Skin patch delivers insulin in response to hyperglycemia [PreClinical]

1. Glucose-responsive vesicles (GRVs), nanoscale polymer spheres loaded with glucose oxidase (GOx) enzyme, released insulin cargo in response to hyperglycemic conditions in vitro.

2. In a mouse model of type 1 diabetes, GRVs were delivered transcutaneously via polymer microneedle (MN)-array patches and normalized blood glucose levels over several hours without risk of hypoglycemia.

Evidence Rating Level: 2 (Good)

Study Rundown: Diabetes, characterized by the inability of insulin to effectively break down glucose in the blood, affects hundreds of millions of people worldwide, with numbers increasing due to rising rates of obesity. Treatment usually involves painful needle pricks to measure blood glucose levels and insulin injections to treat hyperglycemia. An alternative therapeutic approach is a closed-loop system that can both monitor blood glucose concentrations and deliver insulin as needed.

Researchers in this study engineered GRVs, GOx and insulin molecules encapsulated in a biocompatible polymer shell that dissolves in oxygen-limited conditions. GOx was used as a sensor and trigger for insulin release because its enzymatic reaction with glucose consumes oxygen. Incubating GRVs in hyperglycemic conditions (HG) led to decreased oxygen concentrations. This was followed by a drastic reduction in GRV diameter and significantly higher insulin release as compared to incubation in normal glucose concentrations (NG), suggesting GRV disintegration. In a mouse model of type 1 diabetes, treatment with GRV-loaded MN-array patches resulted in prolonged lowered blood glucose levels as compared to treatment with MN-array patches containing free insulin. Serial administration of two lower-dose GRV-loaded patches was similarly effective without inducing hypoglycemia. In contrast, animals were at risk for hypoglycemia when treated with a GRV-loaded patch followed by an insulin-loaded patch.
-------------------------
* [REQUIRED ACTIONS]
1. Reproduce the insulin patch summary starting at "Skin patch delivers" and ending at "risk of hypoglycemia.".
2. According to the insulin patch summary, under what conditions does the polymer shell of the GRVs dissolve?
3. Carry the insulin patch summary forward from its final sentence.
The rows come from a separate source.

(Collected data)
-------------------------
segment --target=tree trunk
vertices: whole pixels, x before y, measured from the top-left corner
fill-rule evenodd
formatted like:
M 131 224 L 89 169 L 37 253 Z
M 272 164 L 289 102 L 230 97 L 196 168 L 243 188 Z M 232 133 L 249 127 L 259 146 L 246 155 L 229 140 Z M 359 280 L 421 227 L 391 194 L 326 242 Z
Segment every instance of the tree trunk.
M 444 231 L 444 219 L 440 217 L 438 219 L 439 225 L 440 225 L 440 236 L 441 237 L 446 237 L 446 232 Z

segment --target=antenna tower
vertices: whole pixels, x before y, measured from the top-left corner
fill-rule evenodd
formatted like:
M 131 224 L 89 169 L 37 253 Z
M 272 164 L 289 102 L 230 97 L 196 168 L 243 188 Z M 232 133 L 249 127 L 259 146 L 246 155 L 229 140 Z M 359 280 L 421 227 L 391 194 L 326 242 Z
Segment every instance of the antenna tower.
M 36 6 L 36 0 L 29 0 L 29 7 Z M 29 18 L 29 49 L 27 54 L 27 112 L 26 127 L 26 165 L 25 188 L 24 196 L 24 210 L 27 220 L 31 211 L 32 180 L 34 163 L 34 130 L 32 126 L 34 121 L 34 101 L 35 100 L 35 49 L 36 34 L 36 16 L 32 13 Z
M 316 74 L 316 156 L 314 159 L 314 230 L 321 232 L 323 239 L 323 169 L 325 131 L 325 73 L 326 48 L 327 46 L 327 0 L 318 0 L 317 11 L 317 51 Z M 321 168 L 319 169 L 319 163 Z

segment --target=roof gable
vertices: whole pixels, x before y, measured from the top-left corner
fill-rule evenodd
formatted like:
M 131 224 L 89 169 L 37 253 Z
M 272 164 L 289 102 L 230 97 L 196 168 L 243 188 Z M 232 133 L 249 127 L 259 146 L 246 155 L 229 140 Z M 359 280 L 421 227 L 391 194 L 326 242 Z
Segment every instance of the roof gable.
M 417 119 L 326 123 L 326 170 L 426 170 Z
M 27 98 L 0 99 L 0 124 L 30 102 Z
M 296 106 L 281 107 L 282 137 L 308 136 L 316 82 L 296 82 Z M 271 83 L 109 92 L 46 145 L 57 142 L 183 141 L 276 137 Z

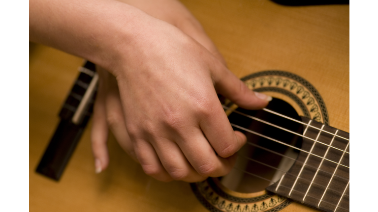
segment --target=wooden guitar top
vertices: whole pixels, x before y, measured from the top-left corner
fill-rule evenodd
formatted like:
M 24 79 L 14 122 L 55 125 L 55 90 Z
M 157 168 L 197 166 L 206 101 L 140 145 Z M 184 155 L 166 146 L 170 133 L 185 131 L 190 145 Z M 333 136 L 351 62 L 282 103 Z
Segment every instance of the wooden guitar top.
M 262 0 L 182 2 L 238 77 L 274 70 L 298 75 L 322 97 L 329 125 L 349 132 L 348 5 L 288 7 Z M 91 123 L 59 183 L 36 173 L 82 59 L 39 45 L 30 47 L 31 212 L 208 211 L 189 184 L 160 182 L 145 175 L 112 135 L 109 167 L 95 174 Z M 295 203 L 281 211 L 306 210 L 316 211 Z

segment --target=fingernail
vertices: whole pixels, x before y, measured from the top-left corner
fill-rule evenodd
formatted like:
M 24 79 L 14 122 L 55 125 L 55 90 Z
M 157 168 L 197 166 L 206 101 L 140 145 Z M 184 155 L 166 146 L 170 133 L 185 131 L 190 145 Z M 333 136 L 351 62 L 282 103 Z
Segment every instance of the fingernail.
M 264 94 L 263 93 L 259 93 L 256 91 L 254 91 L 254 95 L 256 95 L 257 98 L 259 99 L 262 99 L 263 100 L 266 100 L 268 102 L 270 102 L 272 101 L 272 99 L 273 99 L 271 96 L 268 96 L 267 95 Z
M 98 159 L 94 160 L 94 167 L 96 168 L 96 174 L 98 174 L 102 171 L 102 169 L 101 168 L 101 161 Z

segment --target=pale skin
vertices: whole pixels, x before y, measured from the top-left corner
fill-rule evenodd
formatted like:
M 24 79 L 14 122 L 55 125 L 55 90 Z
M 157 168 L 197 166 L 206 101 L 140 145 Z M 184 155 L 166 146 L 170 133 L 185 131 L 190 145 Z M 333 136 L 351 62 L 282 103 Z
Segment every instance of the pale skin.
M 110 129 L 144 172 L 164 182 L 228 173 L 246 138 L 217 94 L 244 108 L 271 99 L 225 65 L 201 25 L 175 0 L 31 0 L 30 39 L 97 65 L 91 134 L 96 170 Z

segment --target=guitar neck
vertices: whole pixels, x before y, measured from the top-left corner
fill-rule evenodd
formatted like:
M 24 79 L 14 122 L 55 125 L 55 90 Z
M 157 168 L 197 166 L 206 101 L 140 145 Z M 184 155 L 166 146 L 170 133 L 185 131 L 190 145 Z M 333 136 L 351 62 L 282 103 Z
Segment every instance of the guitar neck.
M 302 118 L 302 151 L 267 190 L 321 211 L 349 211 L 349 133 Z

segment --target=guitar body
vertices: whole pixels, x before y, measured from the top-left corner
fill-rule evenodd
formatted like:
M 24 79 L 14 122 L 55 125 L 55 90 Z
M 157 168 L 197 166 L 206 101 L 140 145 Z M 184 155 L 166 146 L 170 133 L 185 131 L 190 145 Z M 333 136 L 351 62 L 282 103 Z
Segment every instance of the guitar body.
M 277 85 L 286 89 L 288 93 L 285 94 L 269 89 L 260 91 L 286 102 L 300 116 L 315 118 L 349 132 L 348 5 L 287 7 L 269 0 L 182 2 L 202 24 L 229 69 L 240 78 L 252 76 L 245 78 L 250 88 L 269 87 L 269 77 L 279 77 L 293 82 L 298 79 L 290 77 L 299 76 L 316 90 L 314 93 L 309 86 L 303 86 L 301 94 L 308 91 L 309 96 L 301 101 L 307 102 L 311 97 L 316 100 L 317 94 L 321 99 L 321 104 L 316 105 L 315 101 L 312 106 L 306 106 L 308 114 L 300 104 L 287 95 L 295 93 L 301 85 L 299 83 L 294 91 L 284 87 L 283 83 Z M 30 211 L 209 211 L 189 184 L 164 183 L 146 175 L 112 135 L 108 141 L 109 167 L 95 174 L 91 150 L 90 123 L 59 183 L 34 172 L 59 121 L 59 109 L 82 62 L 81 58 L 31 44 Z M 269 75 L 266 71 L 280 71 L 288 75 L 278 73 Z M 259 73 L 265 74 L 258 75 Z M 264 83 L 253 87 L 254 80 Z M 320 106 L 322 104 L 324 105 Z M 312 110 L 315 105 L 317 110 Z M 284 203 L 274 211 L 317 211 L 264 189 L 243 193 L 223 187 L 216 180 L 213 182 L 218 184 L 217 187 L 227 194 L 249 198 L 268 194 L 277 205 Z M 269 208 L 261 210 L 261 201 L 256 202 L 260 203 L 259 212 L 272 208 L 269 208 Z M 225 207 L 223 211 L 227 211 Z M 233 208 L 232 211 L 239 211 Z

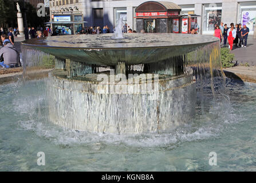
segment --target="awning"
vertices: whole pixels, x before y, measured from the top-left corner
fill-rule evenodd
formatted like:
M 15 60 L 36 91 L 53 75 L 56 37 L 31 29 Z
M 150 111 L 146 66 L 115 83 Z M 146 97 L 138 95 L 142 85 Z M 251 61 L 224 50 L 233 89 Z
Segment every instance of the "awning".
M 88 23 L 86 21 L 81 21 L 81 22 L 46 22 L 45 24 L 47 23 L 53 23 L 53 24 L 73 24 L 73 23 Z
-------------------------
* [RESULTS FOR THE EXERCISE]
1.
Skin patch delivers insulin in response to hyperglycemia [PreClinical]

1. Glucose-responsive vesicles (GRVs), nanoscale polymer spheres loaded with glucose oxidase (GOx) enzyme, released insulin cargo in response to hyperglycemic conditions in vitro.

2. In a mouse model of type 1 diabetes, GRVs were delivered transcutaneously via polymer microneedle (MN)-array patches and normalized blood glucose levels over several hours without risk of hypoglycemia.

2. In oxygen-limited conditions.

3.
Further studies on safety and effect duration are needed before GRV-loaded MN-array patches can be used clinically. Overall, this responsive insulin patch represents a biocompatible, noninvasive, and effective approach to glucose control which may in turn prevent more serious consequences of diabetes.

Click to read the study in PNAS

Relevant Reading: Materials for Diabetes Therapeutics

In-Depth [animal study]: GRVs shells that encapsulated GOx and insulin were composed of hyaluronic acid (HA), a molecule widely used for biological applications, linked to hydrophobic 2-nitroimidizole (NI). NI is reduced to hydrophilic 2-aminoimidazole under hypoxia, so GOx’s utilization of oxygen in the presence of glucose triggered GRV dissolution.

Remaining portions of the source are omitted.